··· Information ···

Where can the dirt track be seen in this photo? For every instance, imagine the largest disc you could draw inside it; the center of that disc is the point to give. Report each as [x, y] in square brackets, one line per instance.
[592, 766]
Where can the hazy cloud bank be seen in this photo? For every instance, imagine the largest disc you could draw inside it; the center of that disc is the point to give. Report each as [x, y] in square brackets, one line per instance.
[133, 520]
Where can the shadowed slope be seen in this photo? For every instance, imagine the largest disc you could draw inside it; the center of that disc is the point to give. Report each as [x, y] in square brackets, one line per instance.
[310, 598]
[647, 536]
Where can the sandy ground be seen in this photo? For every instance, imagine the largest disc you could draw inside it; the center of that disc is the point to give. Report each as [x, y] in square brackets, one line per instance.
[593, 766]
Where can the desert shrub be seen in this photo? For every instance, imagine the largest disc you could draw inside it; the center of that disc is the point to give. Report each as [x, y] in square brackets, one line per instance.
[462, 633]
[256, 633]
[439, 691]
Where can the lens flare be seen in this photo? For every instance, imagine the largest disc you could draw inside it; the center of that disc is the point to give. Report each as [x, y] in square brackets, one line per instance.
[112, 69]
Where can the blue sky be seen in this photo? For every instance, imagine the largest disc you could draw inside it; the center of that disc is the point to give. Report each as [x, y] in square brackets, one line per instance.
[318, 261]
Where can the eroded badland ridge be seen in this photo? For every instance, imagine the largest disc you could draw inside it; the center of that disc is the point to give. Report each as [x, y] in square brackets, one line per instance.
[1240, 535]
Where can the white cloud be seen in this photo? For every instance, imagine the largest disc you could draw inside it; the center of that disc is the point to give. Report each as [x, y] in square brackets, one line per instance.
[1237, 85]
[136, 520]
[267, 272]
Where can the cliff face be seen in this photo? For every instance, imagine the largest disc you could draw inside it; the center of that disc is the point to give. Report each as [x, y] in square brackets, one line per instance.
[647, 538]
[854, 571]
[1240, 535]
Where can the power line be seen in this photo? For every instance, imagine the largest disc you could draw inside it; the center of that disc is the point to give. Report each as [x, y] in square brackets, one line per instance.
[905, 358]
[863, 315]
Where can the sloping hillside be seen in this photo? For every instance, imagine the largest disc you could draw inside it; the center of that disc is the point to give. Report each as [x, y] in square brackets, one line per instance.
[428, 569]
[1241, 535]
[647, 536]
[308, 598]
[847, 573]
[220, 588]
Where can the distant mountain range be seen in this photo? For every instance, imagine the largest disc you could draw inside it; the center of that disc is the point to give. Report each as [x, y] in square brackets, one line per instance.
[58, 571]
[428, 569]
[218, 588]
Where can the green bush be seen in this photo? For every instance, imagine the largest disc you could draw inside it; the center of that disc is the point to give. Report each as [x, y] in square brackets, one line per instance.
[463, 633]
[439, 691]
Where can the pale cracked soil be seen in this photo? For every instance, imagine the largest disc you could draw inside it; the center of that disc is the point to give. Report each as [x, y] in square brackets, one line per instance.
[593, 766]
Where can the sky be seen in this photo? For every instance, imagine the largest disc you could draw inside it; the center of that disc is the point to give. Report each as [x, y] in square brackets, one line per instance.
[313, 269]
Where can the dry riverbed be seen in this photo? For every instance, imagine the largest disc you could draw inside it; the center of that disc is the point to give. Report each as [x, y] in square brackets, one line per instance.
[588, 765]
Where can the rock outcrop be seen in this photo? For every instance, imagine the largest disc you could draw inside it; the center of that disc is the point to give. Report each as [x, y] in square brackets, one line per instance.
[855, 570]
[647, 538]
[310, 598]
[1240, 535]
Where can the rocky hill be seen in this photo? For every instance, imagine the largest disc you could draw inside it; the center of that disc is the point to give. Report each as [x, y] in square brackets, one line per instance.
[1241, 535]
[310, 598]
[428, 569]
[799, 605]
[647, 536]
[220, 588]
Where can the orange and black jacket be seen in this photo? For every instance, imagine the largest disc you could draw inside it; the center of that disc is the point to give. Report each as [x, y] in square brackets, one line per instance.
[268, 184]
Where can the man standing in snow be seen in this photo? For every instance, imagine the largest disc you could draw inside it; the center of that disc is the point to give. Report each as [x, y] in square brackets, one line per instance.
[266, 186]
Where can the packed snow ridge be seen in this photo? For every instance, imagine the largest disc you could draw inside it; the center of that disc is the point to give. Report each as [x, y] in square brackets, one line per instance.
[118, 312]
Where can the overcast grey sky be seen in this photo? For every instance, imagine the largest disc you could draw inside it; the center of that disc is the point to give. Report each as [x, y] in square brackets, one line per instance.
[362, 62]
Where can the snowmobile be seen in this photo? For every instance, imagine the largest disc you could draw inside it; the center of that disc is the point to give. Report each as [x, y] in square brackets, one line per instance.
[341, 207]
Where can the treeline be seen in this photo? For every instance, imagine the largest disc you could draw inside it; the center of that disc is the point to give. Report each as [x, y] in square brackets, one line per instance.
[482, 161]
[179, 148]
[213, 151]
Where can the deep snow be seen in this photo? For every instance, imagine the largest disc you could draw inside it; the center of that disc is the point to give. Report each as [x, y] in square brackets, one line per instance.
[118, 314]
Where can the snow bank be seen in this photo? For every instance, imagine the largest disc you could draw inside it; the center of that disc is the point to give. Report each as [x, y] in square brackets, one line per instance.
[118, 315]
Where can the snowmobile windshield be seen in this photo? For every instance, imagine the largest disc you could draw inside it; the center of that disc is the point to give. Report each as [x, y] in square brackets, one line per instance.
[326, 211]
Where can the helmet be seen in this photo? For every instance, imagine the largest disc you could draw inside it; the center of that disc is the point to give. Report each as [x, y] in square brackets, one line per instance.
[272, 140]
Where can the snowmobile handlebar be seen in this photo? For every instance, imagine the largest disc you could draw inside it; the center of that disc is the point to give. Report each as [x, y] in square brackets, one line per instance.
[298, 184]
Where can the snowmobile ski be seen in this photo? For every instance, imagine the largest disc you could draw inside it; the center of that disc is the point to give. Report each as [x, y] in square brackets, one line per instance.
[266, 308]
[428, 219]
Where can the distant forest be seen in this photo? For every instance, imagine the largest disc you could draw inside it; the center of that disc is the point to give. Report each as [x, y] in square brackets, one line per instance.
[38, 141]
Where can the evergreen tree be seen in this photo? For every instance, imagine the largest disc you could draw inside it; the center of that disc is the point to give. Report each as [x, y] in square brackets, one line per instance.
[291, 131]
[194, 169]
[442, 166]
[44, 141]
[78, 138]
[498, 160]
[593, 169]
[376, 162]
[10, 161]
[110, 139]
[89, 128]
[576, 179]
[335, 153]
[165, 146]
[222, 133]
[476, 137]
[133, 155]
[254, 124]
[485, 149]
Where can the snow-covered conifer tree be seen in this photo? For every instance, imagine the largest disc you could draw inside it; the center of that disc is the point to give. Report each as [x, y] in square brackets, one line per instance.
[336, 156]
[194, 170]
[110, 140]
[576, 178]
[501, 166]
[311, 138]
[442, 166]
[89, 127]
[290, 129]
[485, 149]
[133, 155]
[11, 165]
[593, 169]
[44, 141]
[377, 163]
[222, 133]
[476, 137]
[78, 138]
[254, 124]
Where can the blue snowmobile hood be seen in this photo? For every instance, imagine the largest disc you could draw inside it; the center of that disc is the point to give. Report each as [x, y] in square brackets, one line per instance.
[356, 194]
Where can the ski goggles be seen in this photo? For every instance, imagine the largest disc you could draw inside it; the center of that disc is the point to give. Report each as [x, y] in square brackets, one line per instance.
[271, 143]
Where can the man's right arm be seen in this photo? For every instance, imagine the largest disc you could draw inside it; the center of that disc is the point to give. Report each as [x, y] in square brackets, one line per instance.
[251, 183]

···

Please retype all of the data above exactly as it appears.

Where can the dirt track be seen in this photo? For every instance, imagine the largest disc you could draw inside it; the center of that disc is the point to give. Report each as [x, y] in square brackets, one line per instance.
[592, 766]
Where can the hazy cloud bank be seen in this photo? For every instance, imagine the largest disc you could draw inside it; the center of that disc is the point to give. Report each as [x, y] in square brackets, one line per instance.
[133, 520]
Where can the shadowed slope be seen in this photo? For every instance, imagine the largest disc you could draw inside it; the center of that disc is the point to give. Report each as [x, y] in square brackets, one line per instance.
[310, 598]
[647, 536]
Where can the sandy ground be seen in this photo? For every instance, imagine the largest disc you could draw inside it; the center of that disc is the point to give. Report each as [x, y] in square brackets, one line per instance.
[593, 766]
Where can the desert shrub be seen in this photo? For every instance, imagine the largest disc you could draw inside it; the center of that disc is the point to give. Report each as [x, y] in square brackets, one line per instance.
[462, 633]
[256, 633]
[439, 691]
Where can the lens flare be seen in this photo? For every instance, imagine the largest disc you could draw inside it; the center of that disc is the point to give. Report each as [x, y] in square brackets, one line per instance.
[112, 69]
Where can the blue sky be seen in this photo? For every instance, imagine the largest disc you could draw inside it; the center of that disc is the point to give. Report each as [x, y] in square brackets, one line per instance.
[318, 261]
Where can the eroded badland ridge be seen in this photo? For every instance, imagine the largest disc you could draw inside it; the center of that disc is the point to give. Report each as [x, y] in square brackets, one line per instance.
[1240, 535]
Where can the white cloud be seen in this photo? For every instance, imagine the largest disc you could draw inside it; the center of that disc is the point to give. Report each as [x, y] in square brackets, one line per instance.
[1237, 85]
[136, 520]
[267, 272]
Where can the cliff face be seen in this photo? For every instance, imagine the largest disc you could draw inside it; the center of that disc is the point to give. Report each as [x, y] in square brackets, one line per instance.
[647, 538]
[854, 571]
[1240, 535]
Where can the power line be seen in this photo? For every instance, imagine the largest disc you could draw inside it; the center of that disc is the point to give. Report each as [x, y] in square brackets, one line per instance.
[905, 358]
[863, 315]
Where can the sloping hillside be seen in this photo? For every instance, imagine the largest disc you could draw inside it; the center of that disc is the point to give. Report each as [x, y] in square brackets, one line per instance.
[428, 569]
[1241, 535]
[647, 536]
[308, 598]
[847, 573]
[220, 588]
Where can the distant mountain range be seen in this photo? For every instance, imagine the largest disc you could draw inside it; the center of that disc is the point to give. Report each as [x, y] in square brackets, one line per instance.
[58, 571]
[428, 569]
[218, 588]
Where can the green bush be seen in this photo? For every instance, imagine the largest disc you could draw inside it; the center of that disc is the point to give. Report each as [x, y] in square brackets, one line per instance.
[463, 633]
[439, 691]
Where can the pale cracked soil be seen in this photo? For every instance, imagine the largest disc you could draw inside it; the center of that disc is the point to give. Report each as [x, y] in square brackets, one line per instance.
[593, 766]
Where can the sky be seen in this photo? For every instance, imagine the largest disc you could draw inside it; the center of that disc is the point to give. Report each as [x, y] in square brackets, one line per instance.
[313, 269]
Where can the dry riverbed be seen in this photo? For every instance, imagine the largest disc you could draw inside it; the center of that disc is the point to give. Report each as [x, y] in square brackets, one line per instance.
[588, 765]
Where can the rock outcrop be seen in this photo? For every instance, imagine the largest disc you could draw inside it; the center of that disc is the point to give. Report each as [x, y] in square brackets, one line per instance.
[855, 570]
[647, 538]
[310, 598]
[1240, 535]
Where can the rocky hill be seen in this photo? For every instance, imagine the largest disc you could draw inside it; the center of that disc is the point to give. Report each as [x, y] in square brackets, one line per instance.
[1241, 535]
[310, 598]
[428, 569]
[799, 605]
[647, 536]
[220, 588]
Where can the orange and black jacket be seen in this photo? For every instance, imagine the largest disc you could draw inside it; the center of that disc is the point to give. Report each as [x, y] in square brackets, one line per instance.
[268, 184]
Where can the man standing in snow be seen in this photo? For every instance, imagine the largest disc you could draw inside it; the center of that disc is the point to give. Report each as [x, y] in square brackets, one line per instance.
[266, 186]
Where can the packed snow ridge be seen in this photo? For every instance, imagine the largest disc you could draw inside it; the center of that disc is the point to give. Report each as [x, y] in square brackets, one line per instance.
[118, 312]
Where can the overcast grey sky be seen in this photo? For every instance, imagine the largest disc you could draw inside it; the center of that disc is the point to give. Report each as [x, y] in square brackets, one line per instance.
[362, 62]
Where can the snowmobile be seen in this photo? For every instance, imagine the largest disc you could draw inside it; the center of that disc is the point to give. Report each as [x, y] in square brackets, one line per instance.
[341, 207]
Where can the treeline be seen in this photo? For every instance, imagine the largest disc you could draw inside it; the center of that disc is the point to give. Report each as [x, y] in square brackets, one line per instance.
[482, 161]
[179, 148]
[213, 151]
Where can the deep snow be seen in this photo? For every instance, imagine the largest disc you could draw inside it; the center of that disc is the point to give. Report each as [x, y] in square brackets, one line per instance.
[118, 314]
Where can the snow bank be seen in this photo? For every instance, imagine the largest disc you could draw inside it; the center of that disc is the point to give. Report each as [x, y] in square brackets, one line per instance.
[118, 315]
Where can the snowmobile windshield be seen in this photo? For every instance, imagine the largest disc you could draw inside it; the center of that disc is the point to give. Report each as [x, y] in square brackets, one line per instance.
[326, 211]
Where can the helmet be seen in this photo? For every instance, imagine the largest disc you could draw inside it; the center of that disc is the point to give. Report each as [x, y] in square brackets, one line per instance.
[272, 140]
Where can the snowmobile handlebar be seen in this photo? For every instance, imagine the largest disc you could draw inside it; the center of that disc is the point to give. Report each as [x, y] in square brackets, one line per instance.
[298, 184]
Where can the snowmobile ski be seen in this photo? For every instance, imagine the largest disc you could draw inside it; the center of that disc is the point to give. Report each as [x, y] in square brackets, one line per instance.
[266, 308]
[428, 219]
Where can the distant forest be seen in this photo? For every instance, imagine the largest disc you could draw inside it; the center of that disc is the point to give. Report each as [x, y] in square brackets, one line per instance.
[38, 141]
Where can the evergreen tree be seen in this photo? For every instance, imagine the largest disc you could draw inside it; the center of that disc is the point to give. Report each as [x, y] in square brackets, one line per instance.
[291, 131]
[194, 169]
[442, 166]
[44, 141]
[78, 138]
[498, 160]
[593, 169]
[376, 162]
[10, 161]
[110, 139]
[89, 128]
[576, 179]
[335, 153]
[165, 146]
[222, 133]
[476, 137]
[133, 155]
[254, 124]
[485, 149]
Where can the snow-covered conifer tree be seen in this photo? For every instance, imagine the largest disc you could draw inside it; the center of that disc is the point to give. Report each as [x, y] in square brackets, one line per instance.
[336, 156]
[194, 170]
[110, 140]
[576, 178]
[501, 166]
[311, 138]
[442, 166]
[89, 127]
[290, 129]
[485, 149]
[133, 155]
[11, 165]
[593, 169]
[44, 141]
[377, 163]
[222, 133]
[476, 137]
[78, 138]
[254, 124]
Where can the blue snowmobile hood be seen in this photo? For every instance, imagine the largest disc you could draw inside it; the center of that disc is the point to give. Report each as [x, y] in square brackets, one line per instance.
[356, 194]
Where can the ski goggles be seen in this photo? For every instance, imagine the largest disc you could draw inside it; the center of that disc is the point to give. Report each as [x, y] in square brackets, one line per instance.
[271, 143]
Where can the man's right arm be seen in this photo? For every instance, imagine the largest disc you could draw inside it; the center of that disc is the point to give. Report each as [x, y] in square brackets, one line per instance.
[251, 183]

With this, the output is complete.